# What the task asks
All of the data below is to be printed again exactly.
--- The input Enclosed Below ---
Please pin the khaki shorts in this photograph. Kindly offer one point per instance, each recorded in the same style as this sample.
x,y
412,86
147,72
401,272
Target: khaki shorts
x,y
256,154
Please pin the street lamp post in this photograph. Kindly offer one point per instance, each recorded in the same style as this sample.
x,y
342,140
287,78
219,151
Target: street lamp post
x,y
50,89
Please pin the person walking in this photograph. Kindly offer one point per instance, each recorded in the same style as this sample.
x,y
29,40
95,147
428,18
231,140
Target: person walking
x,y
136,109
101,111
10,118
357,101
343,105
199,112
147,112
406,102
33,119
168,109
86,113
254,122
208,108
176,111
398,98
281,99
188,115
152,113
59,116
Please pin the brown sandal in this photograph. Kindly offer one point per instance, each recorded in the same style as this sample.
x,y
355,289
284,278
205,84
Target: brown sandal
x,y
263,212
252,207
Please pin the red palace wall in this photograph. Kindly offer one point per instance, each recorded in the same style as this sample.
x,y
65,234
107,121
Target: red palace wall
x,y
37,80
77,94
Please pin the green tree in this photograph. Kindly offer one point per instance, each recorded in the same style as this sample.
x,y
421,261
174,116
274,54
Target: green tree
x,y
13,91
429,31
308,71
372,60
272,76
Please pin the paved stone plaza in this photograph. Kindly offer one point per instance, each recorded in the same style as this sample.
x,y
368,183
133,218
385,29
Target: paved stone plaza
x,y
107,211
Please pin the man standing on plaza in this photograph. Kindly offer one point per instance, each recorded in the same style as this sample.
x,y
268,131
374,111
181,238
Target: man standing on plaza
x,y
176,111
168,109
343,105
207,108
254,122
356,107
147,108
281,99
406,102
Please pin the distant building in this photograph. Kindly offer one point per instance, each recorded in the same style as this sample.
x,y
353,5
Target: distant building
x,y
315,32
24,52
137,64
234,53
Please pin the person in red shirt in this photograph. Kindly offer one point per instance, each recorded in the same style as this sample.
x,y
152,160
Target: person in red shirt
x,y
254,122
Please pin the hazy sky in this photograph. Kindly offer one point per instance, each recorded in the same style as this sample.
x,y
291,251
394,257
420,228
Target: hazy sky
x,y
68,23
--- End of Enclosed The input ---
# Solution to this problem
Please pin the khaki shorts in this photograph. Kindly offer one point per instance, each recorded in the same style as this sample.
x,y
412,86
147,72
401,272
Target: khaki shorts
x,y
256,154
Please pin the street lamp post in this photograph. Kindly offer one point per instance, each recorded in the same style as this sample.
x,y
342,140
287,78
219,151
Target: street lamp post
x,y
50,89
Please pin the person walking in this photograph. Kindly offer one point per instance, each recorded in the same style as this sample.
x,y
29,40
95,147
428,18
231,140
Target: person walking
x,y
136,109
101,111
10,118
357,101
343,105
199,112
147,112
406,102
33,119
168,109
86,113
254,122
208,108
176,111
398,98
281,99
188,115
152,113
59,116
Please pin the brown sandal in this photograph. Kindly offer one point per instance, each recorded in the same style as this sample.
x,y
355,289
284,278
205,84
Target: brown sandal
x,y
263,212
252,207
Please pin the red palace wall in this photograph. Kindly offer one point per instance, each recorded in the same style as this sample.
x,y
65,234
107,121
Target: red palace wall
x,y
37,80
77,94
Please pin the green tree in this photograph. Kindly offer one point per instance, each recorded in the same style as this sample.
x,y
421,261
174,116
274,54
Target: green tree
x,y
13,91
429,31
308,71
372,60
272,76
Please pin the paved stone plaza in this photograph. Kindly offer one point per instance, each recorded in the same style as this sample.
x,y
368,183
133,218
385,29
Target: paved stone plaza
x,y
107,211
Please pin the man standing on plaza in this photograph. Kindly offer one point per instance, each recorded in the same style as this sample.
x,y
268,131
374,111
181,238
Target: man standing on plaza
x,y
176,111
168,109
343,105
207,108
254,122
356,107
147,108
281,99
406,102
Please pin the distant building in this photograph. Kindly offer one point per instance, each recorded in the same style as this sample.
x,y
353,5
Target: distant building
x,y
315,32
24,52
137,64
234,53
Please pin the person in red shirt in this photograph. Kindly offer one point per instance, each recorded in the same style as this sample.
x,y
152,160
Target: person in red shirt
x,y
254,122
Please pin the hazy sky in this photograph. Kindly offer one point per instance, each recorded in the same style as this sample.
x,y
291,251
394,257
420,228
Target: hazy sky
x,y
68,23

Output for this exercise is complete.